**A portion of a data file:**
# # # # #

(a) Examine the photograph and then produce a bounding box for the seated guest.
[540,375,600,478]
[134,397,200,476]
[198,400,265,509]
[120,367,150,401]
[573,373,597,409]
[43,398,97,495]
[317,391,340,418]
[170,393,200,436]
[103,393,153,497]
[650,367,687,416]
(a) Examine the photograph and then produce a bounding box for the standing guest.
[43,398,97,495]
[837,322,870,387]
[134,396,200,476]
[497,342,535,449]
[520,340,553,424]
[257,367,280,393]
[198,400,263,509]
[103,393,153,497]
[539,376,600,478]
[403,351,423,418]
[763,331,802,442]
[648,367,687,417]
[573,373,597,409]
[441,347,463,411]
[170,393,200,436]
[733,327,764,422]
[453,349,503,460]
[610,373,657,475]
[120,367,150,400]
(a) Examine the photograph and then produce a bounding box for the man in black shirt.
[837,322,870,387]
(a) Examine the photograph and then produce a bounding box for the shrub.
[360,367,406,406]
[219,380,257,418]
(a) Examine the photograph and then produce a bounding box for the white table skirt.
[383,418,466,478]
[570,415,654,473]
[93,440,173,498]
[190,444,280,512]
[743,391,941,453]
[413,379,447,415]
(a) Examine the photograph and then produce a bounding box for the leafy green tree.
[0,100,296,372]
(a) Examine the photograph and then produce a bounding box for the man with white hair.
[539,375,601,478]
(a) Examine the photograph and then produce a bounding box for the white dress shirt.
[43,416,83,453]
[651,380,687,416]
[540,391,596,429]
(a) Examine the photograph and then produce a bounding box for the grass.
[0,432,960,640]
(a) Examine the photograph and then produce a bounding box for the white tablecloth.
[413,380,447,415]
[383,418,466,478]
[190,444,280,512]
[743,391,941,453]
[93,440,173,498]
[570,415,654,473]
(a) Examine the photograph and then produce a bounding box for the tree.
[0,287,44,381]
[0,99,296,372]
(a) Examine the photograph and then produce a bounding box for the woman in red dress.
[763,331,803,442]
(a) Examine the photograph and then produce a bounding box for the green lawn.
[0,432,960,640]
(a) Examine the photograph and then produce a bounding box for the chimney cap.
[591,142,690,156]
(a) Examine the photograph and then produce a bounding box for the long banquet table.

# # # # #

**Exercise brief:**
Render every line of the entries above as a JSON list of strings, with one string for each line and any blank lines left out.

**Answer to the exercise:**
[
  "(a) Examine the photograph and then produce a bounding box for the seated guest.",
  "[540,375,600,478]",
  "[134,397,200,476]",
  "[198,400,265,509]",
  "[120,367,150,401]",
  "[573,373,597,409]",
  "[43,398,97,495]",
  "[317,391,340,418]",
  "[170,393,200,436]",
  "[103,393,153,497]",
  "[650,367,687,416]",
  "(a) Examine the photograph and then produce a bounding box for the standing guest.",
  "[43,398,97,495]",
  "[837,322,870,387]",
  "[134,396,200,476]",
  "[497,342,535,449]",
  "[520,340,553,424]",
  "[257,367,280,393]",
  "[198,400,263,509]",
  "[103,393,153,497]",
  "[539,376,600,478]",
  "[403,351,423,418]",
  "[763,331,802,442]",
  "[648,367,687,417]",
  "[573,373,597,409]",
  "[441,347,463,411]",
  "[170,393,200,436]",
  "[733,327,764,422]",
  "[453,349,503,460]",
  "[610,373,657,475]",
  "[120,367,150,400]",
  "(a) Examine the photograph and then produce a bounding box for the man in black shirt.",
  "[837,322,870,387]",
  "(a) Examine the photograph and then produce a bounding box for the shrub.",
  "[360,367,406,406]",
  "[219,380,257,418]",
  "(a) Examine the photograph and then produce a bounding box for the white table skirt.",
  "[383,418,466,478]",
  "[570,415,654,473]",
  "[93,440,173,498]",
  "[190,444,280,512]",
  "[743,391,941,453]",
  "[413,379,447,415]",
  "(a) Examine the photograph and then produce a bounding box for the leafy green tree.",
  "[0,100,296,372]",
  "(a) Examine the photograph and then produce a bounding box for the man with white hair.",
  "[539,375,601,478]",
  "(a) Examine the photograph and then produce a bounding box for the white dress shirt.",
  "[43,416,83,453]",
  "[651,380,687,416]",
  "[540,391,596,429]",
  "(a) Examine the photograph and then produce a bounding box for the grass.",
  "[0,432,960,640]",
  "(a) Examine the photograph and then produce a bounding box for the white tablecloth.",
  "[413,380,447,415]",
  "[383,418,466,478]",
  "[190,444,280,512]",
  "[743,391,941,453]",
  "[93,440,173,498]",
  "[570,415,654,473]",
  "(a) Examine the photograph and then produce a bounding box for the tree.",
  "[0,287,44,381]",
  "[0,99,296,372]",
  "(a) Examine the photograph and then produce a bounding box for the woman in red dress.",
  "[763,331,803,442]",
  "(a) Examine the photograph and then produce a bounding box for the green lawn.",
  "[0,432,960,640]",
  "(a) Examine the photograph and then produce a bounding box for the chimney cap.",
  "[591,142,690,156]",
  "(a) Examine the photograph and then produce a bounding box for the long banquet table."
]